Em um movimento interessante, pois contrário a uma tendência histórica e natural, muito bem percebido pela doutrina, a mudança foi de uma solução institucional para a contratual.” (SALOMÃO; 2006, p. 57)

 

            Essa disciplina exercida pela BOVESPA é percebida, por exemplo, na criação do chamado Novo Mercado, onde as companhias se comprometeriam voluntariamente a adoção de práticas de governança corporativa, além dos compromissos já existentes na legislação.

A adesão ao Novo Mercado é voluntária, e efetivam-se através de assinatura de um contrato entre a Companhia, seus controladores, administradores e a BOVESPA. “Pelo contrato, as partes acordam em cumprir o Regulamento de Listagem do Novo Mercado, que consolida todos os requisitos adicionais desse segmento e, também, adotam a arbitragem para a solução de eventuais conflitos societários que possam surgir. O contrato é imprescindível, pois, enquanto estiver em vigor, torna obrigatório o cumprimento dos requisitos do Novo Mercado, tendo a BOVESPA o dever de fiscalizar e, se for o caso, punir os infratores.”

O novo mercado trás consigo um “novo” direito societário, na medida em que transforma as relações das empresas que se disponham a ele aderirem.

2. ABERTURA DE CAPITAL

            O mercado de capitais vem crescendo a cada dia. "Não há dúvida de que os emergentes são o motor da economia global e os IPOs (ofertas iniciais de ações) são um reflexo disso". Essa foi a constatação do diretor da Ernst & Young, Gil Forer, em matéria do dia 01/11/2007, publicada no site http://br.chineseembassy.org.

            A explicação para esse crescimento pode ser dado pela busca das empresas por formas de financiar seus projetos de forma mais barata. Corrobora conosco Ana Claudia Matheus Vieira e  Edson Ferreira de Oliveira quando dizem que:

A abertura de capital é uma alternativa, ao invés dos financiamentos bancários. Deste modo, a companhia abre um leque de opções para investidores potenciais, não somente no Brasil como também no exterior”. (VIEIRA; 2007)

Dados extraídos
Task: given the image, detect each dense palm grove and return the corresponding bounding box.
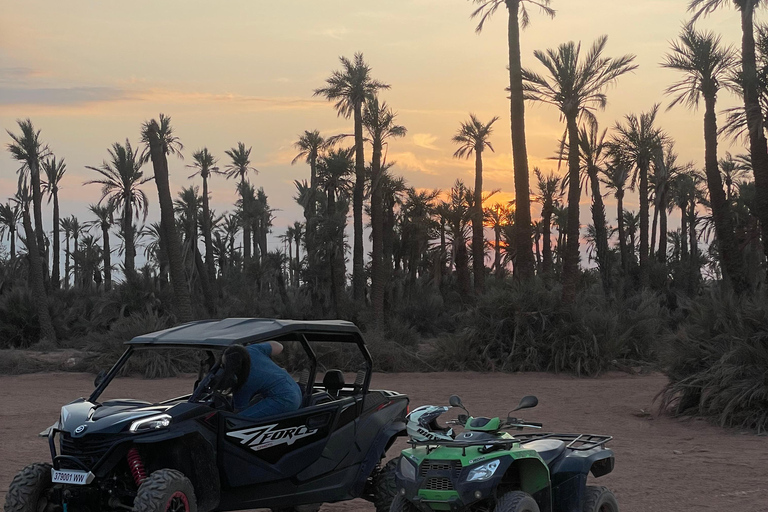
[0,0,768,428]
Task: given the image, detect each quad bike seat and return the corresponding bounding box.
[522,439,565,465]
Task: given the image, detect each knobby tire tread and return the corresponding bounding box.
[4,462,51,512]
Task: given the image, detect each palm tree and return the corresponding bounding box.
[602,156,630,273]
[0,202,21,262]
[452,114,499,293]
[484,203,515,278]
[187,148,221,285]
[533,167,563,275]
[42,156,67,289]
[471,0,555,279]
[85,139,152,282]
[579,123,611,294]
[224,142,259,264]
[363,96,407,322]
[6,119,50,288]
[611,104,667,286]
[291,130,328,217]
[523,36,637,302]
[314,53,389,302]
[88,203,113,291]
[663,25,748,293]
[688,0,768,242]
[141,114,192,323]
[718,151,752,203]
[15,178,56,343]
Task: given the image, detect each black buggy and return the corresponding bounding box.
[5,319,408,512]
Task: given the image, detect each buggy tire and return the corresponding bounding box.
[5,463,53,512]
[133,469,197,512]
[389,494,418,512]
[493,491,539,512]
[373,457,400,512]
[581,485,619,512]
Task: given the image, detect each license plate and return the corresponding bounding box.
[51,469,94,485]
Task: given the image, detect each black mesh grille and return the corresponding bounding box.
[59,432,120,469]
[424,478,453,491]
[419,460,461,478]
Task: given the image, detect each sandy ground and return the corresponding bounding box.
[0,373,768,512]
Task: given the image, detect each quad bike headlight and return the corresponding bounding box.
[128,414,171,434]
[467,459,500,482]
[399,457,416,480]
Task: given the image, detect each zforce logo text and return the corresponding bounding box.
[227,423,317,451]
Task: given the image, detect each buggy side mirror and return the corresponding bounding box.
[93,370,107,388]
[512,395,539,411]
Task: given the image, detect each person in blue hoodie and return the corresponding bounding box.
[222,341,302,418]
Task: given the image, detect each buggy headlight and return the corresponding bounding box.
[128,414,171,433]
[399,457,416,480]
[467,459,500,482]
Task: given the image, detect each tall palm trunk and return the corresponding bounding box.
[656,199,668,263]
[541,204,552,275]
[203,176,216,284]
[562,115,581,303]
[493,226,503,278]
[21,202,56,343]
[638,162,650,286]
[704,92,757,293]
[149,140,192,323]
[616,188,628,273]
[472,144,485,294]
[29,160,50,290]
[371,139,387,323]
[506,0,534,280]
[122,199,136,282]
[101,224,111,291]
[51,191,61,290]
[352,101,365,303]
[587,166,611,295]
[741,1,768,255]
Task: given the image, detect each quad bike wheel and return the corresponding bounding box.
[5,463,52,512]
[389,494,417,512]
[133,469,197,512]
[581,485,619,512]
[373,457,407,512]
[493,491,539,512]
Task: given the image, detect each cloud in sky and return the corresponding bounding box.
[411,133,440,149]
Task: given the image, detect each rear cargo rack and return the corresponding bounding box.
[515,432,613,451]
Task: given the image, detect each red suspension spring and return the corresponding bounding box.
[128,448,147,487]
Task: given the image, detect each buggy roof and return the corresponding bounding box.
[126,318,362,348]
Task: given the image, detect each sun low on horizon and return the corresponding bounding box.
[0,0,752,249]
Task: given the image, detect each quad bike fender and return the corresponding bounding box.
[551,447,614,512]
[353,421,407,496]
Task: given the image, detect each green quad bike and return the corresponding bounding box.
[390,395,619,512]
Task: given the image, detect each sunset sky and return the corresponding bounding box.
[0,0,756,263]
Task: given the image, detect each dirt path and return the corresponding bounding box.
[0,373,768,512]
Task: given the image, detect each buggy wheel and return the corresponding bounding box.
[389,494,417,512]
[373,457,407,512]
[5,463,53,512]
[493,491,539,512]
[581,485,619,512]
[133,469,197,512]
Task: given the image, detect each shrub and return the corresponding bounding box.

Enunciado da tarefa
Com base no trecho do documento sobre o Novo Mercado, explique por que o contrato assinado entre a companhia, seus controladores, administradores e a BOVESPA é considerado imprescindível.

Resolução da tarefa
O contrato é imprescindível porque, enquanto estiver em vigor, torna obrigatório o cumprimento dos requisitos do Novo Mercado. Além disso, cabe à BOVESPA o dever de fiscalizar e, se for o caso, punir os infratores.